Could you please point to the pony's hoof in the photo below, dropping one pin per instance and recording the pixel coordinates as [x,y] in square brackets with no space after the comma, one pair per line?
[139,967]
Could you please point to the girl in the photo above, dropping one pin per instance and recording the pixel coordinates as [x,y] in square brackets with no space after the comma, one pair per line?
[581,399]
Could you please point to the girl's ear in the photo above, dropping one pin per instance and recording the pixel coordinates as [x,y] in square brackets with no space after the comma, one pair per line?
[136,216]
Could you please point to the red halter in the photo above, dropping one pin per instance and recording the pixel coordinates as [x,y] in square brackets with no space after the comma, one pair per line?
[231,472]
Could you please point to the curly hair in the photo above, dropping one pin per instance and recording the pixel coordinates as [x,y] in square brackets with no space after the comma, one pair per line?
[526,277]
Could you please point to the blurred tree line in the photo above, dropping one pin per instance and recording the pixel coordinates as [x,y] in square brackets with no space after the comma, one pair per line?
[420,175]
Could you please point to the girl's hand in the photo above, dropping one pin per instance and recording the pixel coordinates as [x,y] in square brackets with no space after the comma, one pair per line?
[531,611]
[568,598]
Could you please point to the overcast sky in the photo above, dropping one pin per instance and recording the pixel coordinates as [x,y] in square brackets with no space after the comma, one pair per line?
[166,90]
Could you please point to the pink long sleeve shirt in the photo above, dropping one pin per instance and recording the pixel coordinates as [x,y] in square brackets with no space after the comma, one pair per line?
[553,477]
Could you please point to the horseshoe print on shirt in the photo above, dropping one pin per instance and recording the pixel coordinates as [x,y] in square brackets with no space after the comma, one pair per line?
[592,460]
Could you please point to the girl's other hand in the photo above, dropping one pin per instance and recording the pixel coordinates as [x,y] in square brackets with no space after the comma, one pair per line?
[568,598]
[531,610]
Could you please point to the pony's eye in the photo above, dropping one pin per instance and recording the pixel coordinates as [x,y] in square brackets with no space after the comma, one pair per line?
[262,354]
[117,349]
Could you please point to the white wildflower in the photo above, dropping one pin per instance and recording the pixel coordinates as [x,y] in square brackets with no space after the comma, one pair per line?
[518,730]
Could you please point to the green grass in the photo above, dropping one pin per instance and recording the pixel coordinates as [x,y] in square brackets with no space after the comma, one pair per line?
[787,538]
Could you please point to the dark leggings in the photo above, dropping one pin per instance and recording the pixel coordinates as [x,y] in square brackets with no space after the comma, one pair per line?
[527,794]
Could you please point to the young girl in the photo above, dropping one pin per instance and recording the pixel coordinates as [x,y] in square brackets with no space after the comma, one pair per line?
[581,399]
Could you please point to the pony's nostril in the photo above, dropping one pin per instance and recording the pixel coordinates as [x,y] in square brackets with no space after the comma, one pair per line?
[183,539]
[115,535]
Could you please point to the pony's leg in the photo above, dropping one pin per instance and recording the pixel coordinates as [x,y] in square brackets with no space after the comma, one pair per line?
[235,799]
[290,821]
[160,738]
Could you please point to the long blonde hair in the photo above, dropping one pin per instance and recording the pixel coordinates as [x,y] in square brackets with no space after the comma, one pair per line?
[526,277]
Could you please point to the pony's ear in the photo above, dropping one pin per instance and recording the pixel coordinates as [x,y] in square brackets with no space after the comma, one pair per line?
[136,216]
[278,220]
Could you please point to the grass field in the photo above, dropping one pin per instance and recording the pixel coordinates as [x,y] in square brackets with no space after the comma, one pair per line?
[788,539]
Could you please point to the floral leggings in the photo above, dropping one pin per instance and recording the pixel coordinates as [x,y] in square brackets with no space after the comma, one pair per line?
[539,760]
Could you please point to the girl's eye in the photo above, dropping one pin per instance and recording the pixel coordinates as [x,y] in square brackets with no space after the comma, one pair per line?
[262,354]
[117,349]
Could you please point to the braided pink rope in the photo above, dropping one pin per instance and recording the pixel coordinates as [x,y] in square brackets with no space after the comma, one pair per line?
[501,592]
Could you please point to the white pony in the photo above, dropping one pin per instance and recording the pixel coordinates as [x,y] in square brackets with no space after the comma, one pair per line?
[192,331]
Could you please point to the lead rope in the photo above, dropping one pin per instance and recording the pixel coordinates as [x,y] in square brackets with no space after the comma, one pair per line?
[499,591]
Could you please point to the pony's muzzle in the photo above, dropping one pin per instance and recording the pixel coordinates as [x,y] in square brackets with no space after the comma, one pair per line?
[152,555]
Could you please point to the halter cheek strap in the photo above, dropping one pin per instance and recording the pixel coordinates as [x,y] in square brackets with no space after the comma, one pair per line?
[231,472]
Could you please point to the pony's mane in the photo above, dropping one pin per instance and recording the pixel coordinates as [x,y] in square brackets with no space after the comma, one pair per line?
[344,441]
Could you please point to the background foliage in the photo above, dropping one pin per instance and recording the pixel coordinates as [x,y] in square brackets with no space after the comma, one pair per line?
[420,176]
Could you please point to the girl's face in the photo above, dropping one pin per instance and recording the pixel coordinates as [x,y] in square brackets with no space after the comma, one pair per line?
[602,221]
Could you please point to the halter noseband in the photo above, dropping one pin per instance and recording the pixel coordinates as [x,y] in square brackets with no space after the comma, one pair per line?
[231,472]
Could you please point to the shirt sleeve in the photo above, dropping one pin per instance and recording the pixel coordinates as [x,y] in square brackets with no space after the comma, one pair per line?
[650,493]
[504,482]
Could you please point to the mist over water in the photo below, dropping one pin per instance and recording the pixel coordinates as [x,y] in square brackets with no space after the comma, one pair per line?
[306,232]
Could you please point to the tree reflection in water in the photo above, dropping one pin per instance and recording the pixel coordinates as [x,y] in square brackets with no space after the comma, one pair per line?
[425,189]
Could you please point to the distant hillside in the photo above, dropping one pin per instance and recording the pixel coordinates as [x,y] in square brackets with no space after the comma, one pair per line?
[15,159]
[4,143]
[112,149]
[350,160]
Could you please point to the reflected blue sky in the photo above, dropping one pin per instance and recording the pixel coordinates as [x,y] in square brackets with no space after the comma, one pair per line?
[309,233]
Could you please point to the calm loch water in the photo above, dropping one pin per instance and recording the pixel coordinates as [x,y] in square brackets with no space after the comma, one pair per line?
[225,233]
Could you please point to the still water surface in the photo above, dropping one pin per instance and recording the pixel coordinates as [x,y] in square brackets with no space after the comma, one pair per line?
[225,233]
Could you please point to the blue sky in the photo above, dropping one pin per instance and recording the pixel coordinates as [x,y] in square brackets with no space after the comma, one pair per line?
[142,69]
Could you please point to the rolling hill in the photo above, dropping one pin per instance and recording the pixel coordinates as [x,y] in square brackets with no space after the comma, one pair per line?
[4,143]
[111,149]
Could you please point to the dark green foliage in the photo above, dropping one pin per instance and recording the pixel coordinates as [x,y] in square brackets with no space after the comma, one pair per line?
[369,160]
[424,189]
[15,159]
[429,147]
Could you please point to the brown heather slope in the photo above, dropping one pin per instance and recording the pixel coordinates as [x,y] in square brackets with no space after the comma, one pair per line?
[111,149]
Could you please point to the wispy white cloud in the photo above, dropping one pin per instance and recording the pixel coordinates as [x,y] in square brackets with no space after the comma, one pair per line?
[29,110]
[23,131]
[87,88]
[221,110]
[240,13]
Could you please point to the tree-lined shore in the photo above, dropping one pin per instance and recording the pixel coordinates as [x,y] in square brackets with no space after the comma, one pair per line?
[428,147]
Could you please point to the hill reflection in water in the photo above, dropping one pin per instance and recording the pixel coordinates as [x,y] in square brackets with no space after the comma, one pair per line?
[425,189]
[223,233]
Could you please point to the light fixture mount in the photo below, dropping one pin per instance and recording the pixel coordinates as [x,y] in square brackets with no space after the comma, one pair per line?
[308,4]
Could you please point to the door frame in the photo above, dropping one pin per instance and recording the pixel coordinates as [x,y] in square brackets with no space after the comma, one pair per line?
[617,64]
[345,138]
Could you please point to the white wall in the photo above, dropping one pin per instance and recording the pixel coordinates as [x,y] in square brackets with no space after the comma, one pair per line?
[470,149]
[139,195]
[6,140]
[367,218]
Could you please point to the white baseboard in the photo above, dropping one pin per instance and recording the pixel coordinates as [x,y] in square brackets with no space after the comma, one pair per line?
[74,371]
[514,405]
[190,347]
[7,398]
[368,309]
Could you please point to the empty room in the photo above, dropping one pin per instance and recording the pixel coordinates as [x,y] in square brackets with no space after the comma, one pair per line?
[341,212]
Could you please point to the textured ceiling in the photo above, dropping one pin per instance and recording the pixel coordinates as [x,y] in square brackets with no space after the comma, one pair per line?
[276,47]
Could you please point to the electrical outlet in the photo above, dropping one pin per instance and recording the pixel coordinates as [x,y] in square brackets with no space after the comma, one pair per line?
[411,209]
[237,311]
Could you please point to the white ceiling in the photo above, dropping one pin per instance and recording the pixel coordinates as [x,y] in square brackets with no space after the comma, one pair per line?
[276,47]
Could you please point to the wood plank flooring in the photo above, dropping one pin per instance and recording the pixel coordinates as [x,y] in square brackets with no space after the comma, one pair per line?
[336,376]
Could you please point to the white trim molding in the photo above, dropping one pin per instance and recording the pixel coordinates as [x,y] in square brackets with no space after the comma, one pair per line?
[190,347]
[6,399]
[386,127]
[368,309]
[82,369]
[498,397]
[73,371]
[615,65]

____________

§ **PROMPT**
Write out only what runs from the line holding "Could you please point to the white trim" through the last line of the records, exactly as shown.

§ **EXERCISE SOLUTION**
Could you please point to the white trim molding in the photo above, dropping one pin per instance and recording the pixel coordinates as [x,y] in square brackets with no space after the comma, one pair per line?
[190,347]
[6,399]
[386,127]
[368,309]
[82,369]
[498,397]
[73,371]
[615,65]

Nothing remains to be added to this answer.